== To be done ==
Render every one of the records below as a numbered list with no blank lines, leaving out the pictures.

[start]

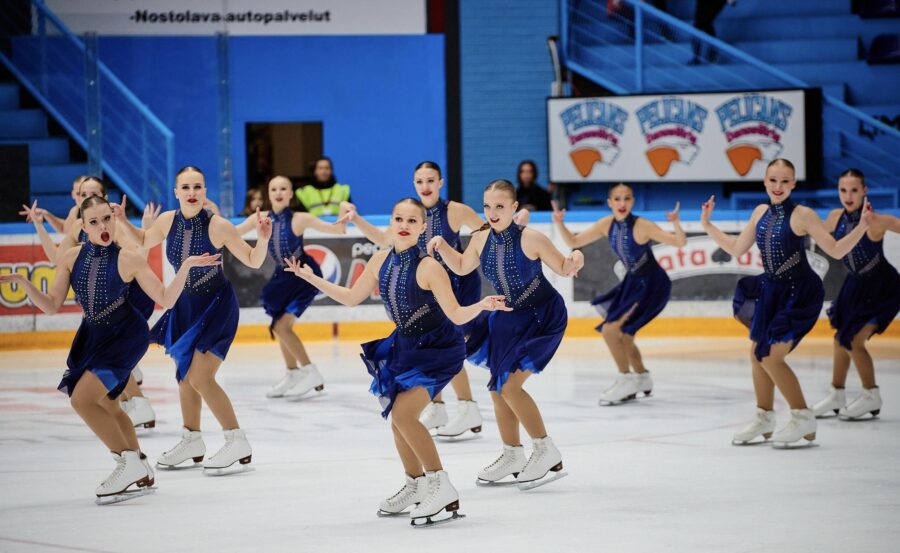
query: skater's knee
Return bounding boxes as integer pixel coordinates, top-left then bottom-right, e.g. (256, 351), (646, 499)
(187, 371), (215, 395)
(850, 329), (870, 353)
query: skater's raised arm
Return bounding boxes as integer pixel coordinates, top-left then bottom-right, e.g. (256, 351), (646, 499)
(634, 202), (687, 248)
(291, 213), (347, 236)
(113, 195), (175, 249)
(234, 211), (260, 236)
(19, 200), (78, 265)
(552, 202), (613, 248)
(522, 224), (584, 277)
(209, 209), (272, 269)
(700, 196), (768, 257)
(791, 200), (873, 259)
(119, 250), (222, 309)
(284, 250), (380, 307)
(426, 231), (489, 275)
(338, 202), (391, 247)
(416, 258), (512, 325)
(0, 246), (81, 315)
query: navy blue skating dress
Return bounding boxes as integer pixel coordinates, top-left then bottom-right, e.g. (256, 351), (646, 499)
(259, 209), (322, 338)
(591, 213), (672, 336)
(419, 199), (481, 335)
(466, 224), (568, 393)
(732, 199), (825, 361)
(828, 209), (900, 350)
(360, 246), (466, 418)
(78, 230), (156, 320)
(150, 209), (240, 382)
(58, 242), (150, 399)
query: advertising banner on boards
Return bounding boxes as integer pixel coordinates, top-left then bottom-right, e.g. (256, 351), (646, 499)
(547, 90), (821, 183)
(38, 0), (426, 35)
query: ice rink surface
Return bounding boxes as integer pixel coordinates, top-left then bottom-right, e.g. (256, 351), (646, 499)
(0, 338), (900, 553)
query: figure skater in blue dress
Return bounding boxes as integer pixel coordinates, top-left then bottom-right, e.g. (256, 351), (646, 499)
(700, 159), (871, 447)
(813, 169), (900, 420)
(0, 196), (220, 503)
(20, 176), (156, 428)
(238, 176), (346, 398)
(428, 180), (584, 489)
(116, 166), (272, 475)
(341, 161), (529, 438)
(285, 198), (508, 526)
(553, 183), (687, 405)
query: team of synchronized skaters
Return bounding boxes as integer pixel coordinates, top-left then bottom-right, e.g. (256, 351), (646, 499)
(0, 159), (900, 527)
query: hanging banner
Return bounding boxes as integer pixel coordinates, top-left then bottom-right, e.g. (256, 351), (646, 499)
(40, 0), (426, 35)
(547, 90), (821, 183)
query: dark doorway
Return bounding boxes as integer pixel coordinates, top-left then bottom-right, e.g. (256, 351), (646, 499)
(246, 121), (322, 196)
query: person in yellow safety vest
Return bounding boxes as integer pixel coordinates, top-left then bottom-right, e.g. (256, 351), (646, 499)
(295, 156), (350, 217)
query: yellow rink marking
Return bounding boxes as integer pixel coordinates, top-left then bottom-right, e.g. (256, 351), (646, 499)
(0, 317), (900, 350)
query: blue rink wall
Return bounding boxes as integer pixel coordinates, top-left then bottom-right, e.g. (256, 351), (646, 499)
(99, 35), (446, 213)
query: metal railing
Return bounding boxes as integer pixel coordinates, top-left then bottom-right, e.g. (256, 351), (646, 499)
(560, 0), (900, 207)
(0, 0), (175, 208)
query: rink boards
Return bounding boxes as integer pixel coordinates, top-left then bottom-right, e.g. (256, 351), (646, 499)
(0, 216), (900, 349)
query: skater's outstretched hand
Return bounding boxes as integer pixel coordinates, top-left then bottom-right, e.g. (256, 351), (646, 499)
(284, 257), (316, 280)
(563, 250), (584, 277)
(335, 207), (356, 225)
(550, 200), (566, 223)
(859, 196), (875, 228)
(0, 273), (28, 286)
(478, 296), (512, 311)
(109, 194), (128, 221)
(425, 236), (447, 257)
(666, 202), (681, 223)
(256, 207), (272, 242)
(19, 200), (47, 223)
(182, 253), (222, 267)
(700, 194), (716, 227)
(141, 202), (162, 230)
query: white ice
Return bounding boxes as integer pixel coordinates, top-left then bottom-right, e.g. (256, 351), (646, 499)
(0, 338), (900, 553)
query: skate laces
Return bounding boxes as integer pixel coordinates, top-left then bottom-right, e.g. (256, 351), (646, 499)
(101, 455), (125, 486)
(387, 481), (419, 505)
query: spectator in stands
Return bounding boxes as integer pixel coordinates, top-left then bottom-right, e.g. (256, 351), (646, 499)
(296, 156), (350, 217)
(688, 0), (737, 65)
(516, 159), (552, 211)
(241, 187), (266, 217)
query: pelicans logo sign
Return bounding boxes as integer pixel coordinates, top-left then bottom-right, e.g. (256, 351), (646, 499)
(634, 96), (709, 177)
(559, 99), (628, 177)
(716, 94), (794, 177)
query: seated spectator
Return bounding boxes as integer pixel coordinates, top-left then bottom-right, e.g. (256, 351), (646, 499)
(241, 188), (266, 217)
(516, 159), (552, 211)
(295, 156), (351, 217)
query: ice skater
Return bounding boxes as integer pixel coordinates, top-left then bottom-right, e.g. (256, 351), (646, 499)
(19, 176), (156, 428)
(553, 183), (687, 405)
(700, 159), (871, 447)
(238, 176), (346, 398)
(813, 169), (900, 420)
(0, 196), (220, 504)
(117, 166), (272, 475)
(285, 198), (508, 526)
(428, 180), (584, 489)
(341, 161), (528, 438)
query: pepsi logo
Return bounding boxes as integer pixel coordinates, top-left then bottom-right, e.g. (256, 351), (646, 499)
(304, 244), (341, 300)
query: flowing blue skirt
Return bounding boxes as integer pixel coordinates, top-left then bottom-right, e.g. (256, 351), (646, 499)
(128, 279), (156, 320)
(259, 254), (322, 338)
(466, 290), (569, 393)
(732, 269), (825, 361)
(591, 267), (672, 336)
(828, 261), (900, 350)
(58, 304), (150, 399)
(449, 269), (481, 337)
(360, 320), (466, 418)
(150, 281), (240, 382)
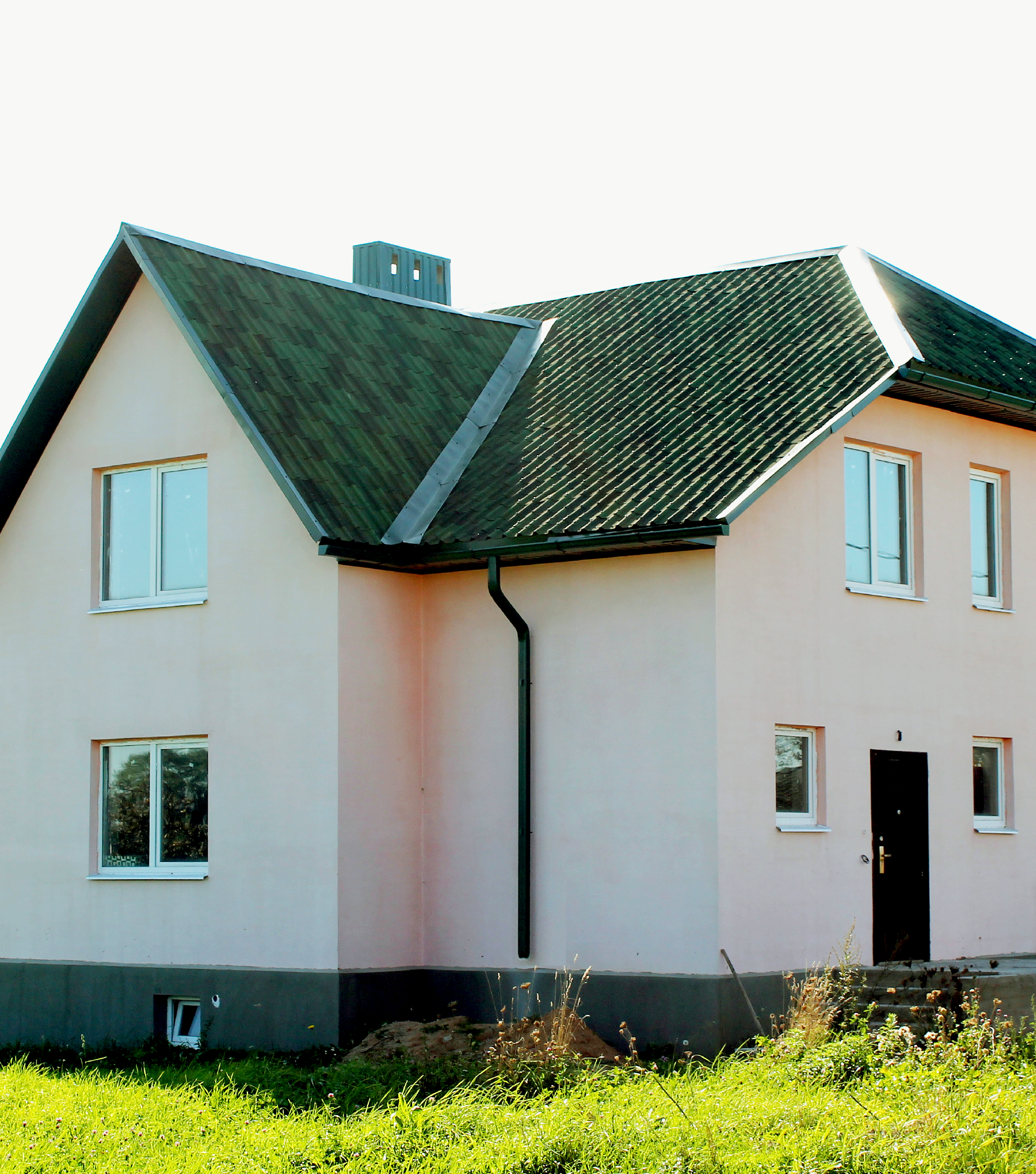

[end]

== Written answer ==
1. query: skater's knee
2. Return bounding boxes as integer pixel coordinates, top-left then bottom-right, e.g. (256, 351), (646, 499)
3. (187, 371), (215, 395)
4. (850, 329), (870, 353)
5. query: skater's raised arm
6. Return bounding boxes as integer pixel coordinates, top-left then bottom-right, e.g. (256, 351), (646, 499)
7. (634, 202), (687, 248)
8. (291, 213), (347, 236)
9. (113, 195), (175, 249)
10. (234, 211), (260, 236)
11. (19, 200), (78, 265)
12. (552, 202), (613, 248)
13. (522, 224), (584, 277)
14. (209, 209), (272, 269)
15. (700, 196), (768, 257)
16. (791, 200), (873, 259)
17. (119, 250), (222, 309)
18. (284, 250), (380, 307)
19. (426, 231), (489, 275)
20. (338, 202), (391, 247)
21. (416, 258), (512, 325)
22. (0, 246), (81, 315)
23. query: navy blue skating dress
24. Return bounding boxes as integer pixel coordinates, top-left then bottom-right, e.g. (256, 351), (646, 499)
25. (259, 209), (322, 338)
26. (591, 213), (672, 336)
27. (419, 199), (481, 335)
28. (466, 224), (568, 393)
29. (732, 199), (825, 361)
30. (828, 209), (900, 350)
31. (360, 246), (466, 418)
32. (78, 230), (156, 320)
33. (150, 209), (240, 382)
34. (58, 242), (150, 399)
35. query: advertising banner on boards
36. Return bounding boxes as integer pixel coordinates, top-left then bottom-right, e.g. (256, 351), (646, 499)
37. (547, 90), (821, 183)
38. (38, 0), (426, 35)
39. query: ice rink surface
40. Return bounding boxes as integer pixel coordinates, top-left then bottom-right, e.g. (256, 351), (646, 499)
41. (0, 338), (900, 553)
42. query: figure skater in blue dress
43. Return bounding boxes as integer pixel coordinates, top-left then bottom-right, e.g. (256, 351), (646, 499)
44. (700, 159), (871, 447)
45. (813, 169), (900, 420)
46. (0, 196), (220, 503)
47. (20, 176), (156, 428)
48. (238, 176), (346, 398)
49. (428, 180), (584, 489)
50. (116, 166), (272, 475)
51. (341, 161), (529, 438)
52. (285, 198), (508, 526)
53. (553, 183), (687, 405)
54. query: team of synchronized skaters
55. Return bounding boxes as integer pixel coordinates, top-left then bottom-right, e.g. (256, 351), (646, 499)
56. (0, 159), (900, 527)
57. query: hanging banner
58. Return bounding boxes as integer pixel coordinates, top-left then bottom-right, e.g. (256, 351), (646, 499)
59. (40, 0), (426, 35)
60. (547, 90), (821, 183)
61. query: dark doorway
62. Return bounding boxes as integer pixel coordinates, top-left then bottom-right, e.g. (256, 351), (646, 499)
63. (246, 121), (322, 196)
64. query: person in yellow safety vest
65. Return bounding boxes as integer pixel coordinates, top-left then bottom-right, e.g. (256, 351), (646, 499)
66. (295, 156), (350, 217)
67. query: yellow rink marking
68. Return bounding boxes as integer pixel coordinates, top-left then bottom-right, e.g. (256, 351), (646, 499)
69. (0, 317), (900, 350)
70. query: blue rink wall
71. Return bounding boxes as integer pixel coordinates, top-left then bottom-right, e.g. (256, 351), (646, 499)
72. (99, 35), (446, 213)
73. query: metal railing
74. Return bounding boxes as integer pixel coordinates, top-left then bottom-right, e.g. (256, 351), (646, 499)
75. (560, 0), (900, 207)
76. (0, 0), (175, 208)
77. query: rink boards
78. Return bounding boxes as integer pixel coordinates, top-left then bottom-right, e.g. (256, 351), (646, 499)
79. (0, 216), (900, 349)
80. query: skater's outstretched hand
81. Return bounding boxes as integer pixel coordinates, top-left then bottom-right, e.g. (256, 351), (646, 499)
82. (284, 257), (316, 280)
83. (563, 250), (584, 277)
84. (335, 207), (356, 225)
85. (550, 200), (566, 223)
86. (859, 196), (875, 228)
87. (0, 273), (28, 286)
88. (478, 296), (512, 311)
89. (109, 194), (128, 221)
90. (425, 236), (447, 257)
91. (666, 202), (681, 223)
92. (256, 207), (272, 242)
93. (19, 200), (47, 223)
94. (182, 253), (222, 267)
95. (700, 194), (716, 227)
96. (141, 202), (162, 230)
97. query: white ice
98. Return bounding boxes as integer pixel coordinates, top-left then bottom-right, e.g. (256, 351), (646, 499)
99. (0, 338), (900, 553)
100. query: skate laces
101. Return bounding boxes as integer pixel coordinates, top-left then bottom-right, e.g. (256, 351), (646, 499)
102. (101, 455), (125, 486)
103. (387, 481), (419, 505)
104. query: spectator in stands
105. Return bounding boxes as integer pixel coordinates, top-left then bottom-right, e.g. (256, 351), (646, 499)
106. (296, 156), (350, 217)
107. (688, 0), (737, 65)
108. (516, 159), (552, 211)
109. (241, 187), (266, 217)
110. query: pelicans logo sign
111. Return bounding boxes as integer pixel coordinates, top-left then bottom-right, e.g. (256, 351), (646, 499)
112. (634, 96), (709, 177)
113. (559, 99), (628, 177)
114. (716, 94), (794, 177)
115. query: seated spectator
116. Return bounding boxes as integer pixel coordinates, top-left then bottom-right, e.g. (256, 351), (646, 499)
117. (241, 188), (266, 217)
118. (516, 159), (552, 211)
119. (295, 156), (351, 217)
120. query: ice skater
121. Return bounding boxes as integer pixel coordinates, top-left then bottom-right, e.g. (256, 351), (646, 499)
122. (19, 176), (156, 428)
123. (553, 183), (687, 405)
124. (700, 159), (871, 447)
125. (238, 176), (346, 398)
126. (813, 169), (900, 420)
127. (0, 196), (220, 504)
128. (117, 166), (272, 475)
129. (285, 198), (508, 526)
130. (428, 180), (584, 489)
131. (341, 161), (528, 438)
132. query: pepsi logo
133. Return bounding boxes as integer pixel coordinates, top-left then bottom-right, e.g. (256, 351), (646, 499)
134. (304, 244), (341, 300)
135. query: flowing blue skirt
136. Return bounding boxes as integer pixel coordinates, top-left then bottom-right, e.g. (256, 351), (646, 499)
137. (128, 279), (156, 320)
138. (259, 254), (322, 338)
139. (466, 290), (569, 393)
140. (732, 269), (825, 361)
141. (591, 267), (672, 336)
142. (828, 261), (900, 350)
143. (58, 304), (150, 399)
144. (449, 269), (481, 337)
145. (360, 320), (466, 418)
146. (150, 281), (240, 382)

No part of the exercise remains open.